§ **DOCUMENT SEGMENT**:
══════════════════════════════

For three times, in 2006, 2010 and 2013, Vasilyev was considered as a candidate for the head of the Komi Republic. However, both times the presidential administration chose a different option.

===Governor of Kirov Oblast===

On July 28, 2016, President Putin dismissed the governor of the Kirov Oblast, Nikita Belykh, who was suspected of bribery, and appointed Vasilyev as the interim head of this region.

United Russia nominated Vasilyev for early elections. His competitors were initially Nikolai Barsukov from the Communists of Russia party and the self-nominated candidate Anton Dolgikh, but Dolgikh later withdrew his candidacy, and the candidates Sergei Mamaev from the Communist Party of the Russian Federation and Kirill Cherkasov from the Liberal Democratic Party were added. On 10 September 2017, Vasilyev was elected governor, receiving 64.03% of the votes. On 19 September, Vasilyev took office for a 5-year term.

On 8 December 2018, on the basis of the decision taken by the delegates of the XVIII Congress of the political party "United Russia", Vasilyev was inducted into the Supreme Council of the party.

Since 21 December 2020, he is a member of the Presidium of the State Council of Russia.

In September 2021, Vasilyev was elected to the State Duma of the VIII convocation on the regional party list of United Russia. He was number one on the list, and the party scored the worst ever result of 29.57%. He however refused to be a deputy, as he handed over his mandate to Maria Butina, who was not elected to the State Duma.

On May 10, 2022, Igor Vasilyev announced the resignation of the governor in connection with the end of his term of office.

==Personal life==
Igor Vasiliev graduated from music school, he plays the guitar. He plays hockey. Igor loves animals, he keeps pets like cats and dogs.

=== Family ===
Vasiliev's wife, Vasilieva Lilia Valentinovna, is, according to official data from the website of the government of the Kirov region, she used to work at MGIMO. In 2017 she entered the top 10 richest wives of the heads of regions.

══════════════════════════════

Please output the part of the text on Igor Vasilyev starting at "United Russia nominated" and ending at "a 5-year term.", copying it word for word. The records aren't needed for anything here.

(Descriptions of regions in natural language)
══════════════════════════════

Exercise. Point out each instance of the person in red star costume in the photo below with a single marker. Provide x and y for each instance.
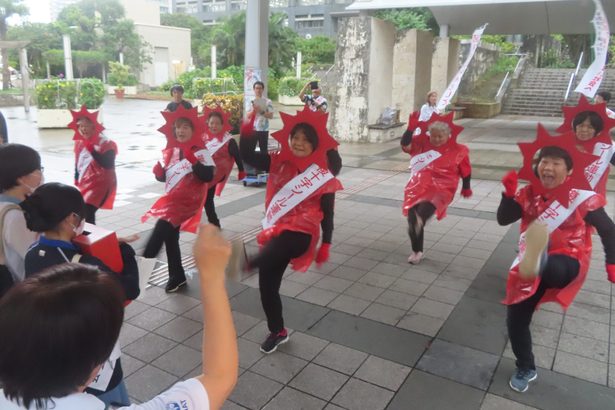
(589, 126)
(94, 162)
(224, 151)
(293, 238)
(186, 169)
(438, 162)
(558, 211)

══════════════════════════════

§ **RESPONSE AREA**:
United Russia nominated Vasilyev for early elections. His competitors were initially Nikolai Barsukov from the Communists of Russia party and the self-nominated candidate Anton Dolgikh, but Dolgikh later withdrew his candidacy, and the candidates Sergei Mamaev from the Communist Party of the Russian Federation and Kirill Cherkasov from the Liberal Democratic Party were added. On 10 September 2017, Vasilyev was elected governor, receiving 64.03% of the votes. On 19 September, Vasilyev took office for a 5-year term.